### Stated task a
Return each line of the entries that contains the string "find", matching case.

### Text
------------------------------------
Reputation: 35
I've a MySQL question
I've two tables (posts and authors) in a one to many relationship (since each post is written by an author and an author can write multiple posts).
So here are the tables:
Authors: id:BIGINT, name:VARCHAR(255) Posts: id:BIGINT, author_id:BIGINT, body:TEXT
I've got 700,000 posts and 60,000 authors.
If I choose an author (e.g. author_id = 45) and I want a random post written by him I write:
SELECT * FROM Posts WHERE author_id = 45 ORDER BY RAND() LIMIT 1;
I know this is right, but when I got 4,000 simultaneous people online it takes about 6 secs..
Maybe indexing author_id column in Posts table would speed up things?
Thank you all! :)
Upvotes: 2
Views: 150
Reputation: 1588
if author_id is foreign key then it does not need to create index. It has built-in index.
Upvotes: 0
Reputation: 75125
A [possibly clustered] index on Author_id will definitively help.
There appears to be an additional risk factor with the ORDER BY RAND() part. Essentially this clause causes SQL to dynamically assign a random number to each row (for a given Author_id), and to order these. This could become a bottleneck as some prolific authors start having hundred and thousands of posts.
Upvotes: 0
Reputation: 2377
Indexing should mirror your most popular WHERE clause scenarios.
In this particular case, create your index, then change your query to this:
SELECT id,author_id,body
FROM Posts
WHERE author_id = 45
ORDER BY RAND()
LIMIT 1;
This will prevent a schema lookup prior to the search thereby increasing performance.
SELECT * is evil for high frequency queries.
Upvotes: 5
Reputation: 13075
Especially in a situation where you read your data a lot more than you update your data, be generous when setting up indexing. Anything you'll ever have in a where clause should be indexed.
Upvotes: 0
Reputation: 6485
If you haven't and index on author_id, definitely put one on it. Also I'm not sure ORDER BY RAND() is not responsible for the performance drawback. Try adding the index and it should already improve dramatically.
Upvotes: 0
Reputation: 70983
Yes, you definitely should add the index.
CREATE INDEX Post_author_id ON Posts(author_id);
As further evidence, run
EXPLAIN SELECT * FROM Posts WHERE author_id = 45 ORDER BY RAND() LIMIT 1;
Upvotes: 2
------------------------------------
### Stated task b
Repeat word for word the stretch of the MySQL thread from "SELECT * is" through "already improve dramatically.".
------------------------------------
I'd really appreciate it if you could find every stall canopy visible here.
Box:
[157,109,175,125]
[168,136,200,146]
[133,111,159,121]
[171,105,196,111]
------------------------------------
### Full output a
I'd really appreciate it if you could find every stall canopy visible here.

### Full output b
SELECT * is evil for high frequency queries.
Upvotes: 5
Reputation: 13075
Especially in a situation where you read your data a lot more than you update your data, be generous when setting up indexing. Anything you'll ever have in a where clause should be indexed.
Upvotes: 0
Reputation: 6485
If you haven't and index on author_id, definitely put one on it. Also I'm not sure ORDER BY RAND() is not responsible for the performance drawback. Try adding the index and it should already improve dramatically.